* **THE TASK**: Before you finish, make sure every line below has been written out exactly.

* **INPUT MATERIAL**:
%%

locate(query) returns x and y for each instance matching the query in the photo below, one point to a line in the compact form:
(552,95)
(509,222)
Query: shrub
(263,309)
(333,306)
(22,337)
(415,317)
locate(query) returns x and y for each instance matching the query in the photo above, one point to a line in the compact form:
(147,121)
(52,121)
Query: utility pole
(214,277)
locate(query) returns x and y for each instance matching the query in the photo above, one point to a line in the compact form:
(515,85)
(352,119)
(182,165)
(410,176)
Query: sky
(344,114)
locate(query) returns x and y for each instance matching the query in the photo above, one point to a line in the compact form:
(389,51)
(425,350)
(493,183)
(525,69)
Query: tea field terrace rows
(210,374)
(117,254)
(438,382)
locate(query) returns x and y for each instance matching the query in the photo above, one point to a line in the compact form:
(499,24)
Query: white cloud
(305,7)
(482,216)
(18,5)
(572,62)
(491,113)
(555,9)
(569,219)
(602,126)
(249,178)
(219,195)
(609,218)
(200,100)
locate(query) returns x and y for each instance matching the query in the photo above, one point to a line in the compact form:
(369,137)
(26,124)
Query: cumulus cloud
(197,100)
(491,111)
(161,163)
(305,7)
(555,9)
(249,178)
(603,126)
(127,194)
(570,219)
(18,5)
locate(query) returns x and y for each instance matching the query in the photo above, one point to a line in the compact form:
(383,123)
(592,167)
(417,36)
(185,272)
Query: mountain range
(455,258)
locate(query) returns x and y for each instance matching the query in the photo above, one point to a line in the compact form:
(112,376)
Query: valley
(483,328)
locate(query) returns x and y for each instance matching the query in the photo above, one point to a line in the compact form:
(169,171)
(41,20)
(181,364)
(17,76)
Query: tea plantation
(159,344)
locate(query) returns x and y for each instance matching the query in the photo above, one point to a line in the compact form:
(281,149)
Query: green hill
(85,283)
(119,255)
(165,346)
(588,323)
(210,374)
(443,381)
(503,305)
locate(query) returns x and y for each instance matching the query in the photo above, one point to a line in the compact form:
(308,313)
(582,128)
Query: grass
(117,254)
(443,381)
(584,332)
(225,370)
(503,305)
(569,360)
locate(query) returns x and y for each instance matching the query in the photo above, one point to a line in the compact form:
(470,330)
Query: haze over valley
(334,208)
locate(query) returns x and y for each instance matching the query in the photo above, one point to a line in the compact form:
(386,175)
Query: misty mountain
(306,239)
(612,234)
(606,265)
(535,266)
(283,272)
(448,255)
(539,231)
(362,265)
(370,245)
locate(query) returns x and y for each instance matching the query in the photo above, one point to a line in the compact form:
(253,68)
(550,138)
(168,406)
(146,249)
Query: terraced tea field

%%

* **RESPONSE TO THE TASK**:
locate(query) returns x and y for each instance matching the query in the photo below, one point to a line in the compact form:
(552,95)
(509,222)
Query: shrub
(263,309)
(333,306)
(22,337)
(415,317)
locate(query) returns x and y for each instance matching the query in the photo above, one point to a line in the compact form:
(147,121)
(52,121)
Query: utility pole
(214,277)
locate(query) returns x and y for each instance matching the query in the photo above, one point to a line in the compact form:
(515,85)
(352,119)
(182,165)
(410,176)
Query: sky
(344,114)
locate(query) returns x and y for each instance matching the query in the photo above, one point to a line in the compact form:
(389,51)
(425,350)
(493,183)
(525,69)
Query: tea field terrace rows
(210,374)
(117,254)
(438,382)
locate(query) returns x and y for each instance matching the query in the photo above, one point to a line in the compact form:
(499,24)
Query: white cloud
(305,7)
(482,216)
(18,5)
(572,62)
(491,113)
(555,9)
(569,219)
(602,126)
(249,178)
(219,195)
(609,218)
(200,100)
locate(query) returns x and y for each instance matching the query in the photo above, one point to a line in the compact form:
(369,137)
(26,124)
Query: cumulus cloud
(197,100)
(491,111)
(161,163)
(305,7)
(555,9)
(249,178)
(603,126)
(127,194)
(570,219)
(18,5)
locate(query) returns x and y for each instance matching the query in the photo above, one point to a line in the compact form:
(383,123)
(592,167)
(417,36)
(185,272)
Query: mountain range
(455,258)
locate(query) returns x and y for each instance matching the query in the photo above, one point to a line in the compact form:
(112,376)
Query: valley
(483,328)
locate(query) returns x and y for each instance matching the query in the photo above, one point to a line in the compact form:
(169,171)
(41,20)
(181,364)
(17,76)
Query: tea plantation
(159,344)
locate(query) returns x and y for each instance matching the query in the photo above, one point to a line in the compact form:
(281,149)
Query: green hill
(85,283)
(119,255)
(165,346)
(588,323)
(210,374)
(443,381)
(503,305)
locate(query) returns x and y for each instance matching the query in the photo above, one point to a line in the compact form:
(308,313)
(582,128)
Query: grass
(117,254)
(443,381)
(584,332)
(225,370)
(503,305)
(569,360)
locate(query) returns x and y for each instance matching the query in the photo above, one point to a line in the compact form:
(470,330)
Query: haze over valley
(334,208)
locate(query) returns x and y for each instance matching the query in the photo above, one point to a line in the compact form:
(386,175)
Query: misty mountain
(306,239)
(612,234)
(606,265)
(535,266)
(283,272)
(448,255)
(539,231)
(362,265)
(370,245)
locate(query) returns x and y for each instance matching the query in the photo above, one point to a line in the compact form:
(253,68)
(550,138)
(168,406)
(146,249)
Query: terraced tea field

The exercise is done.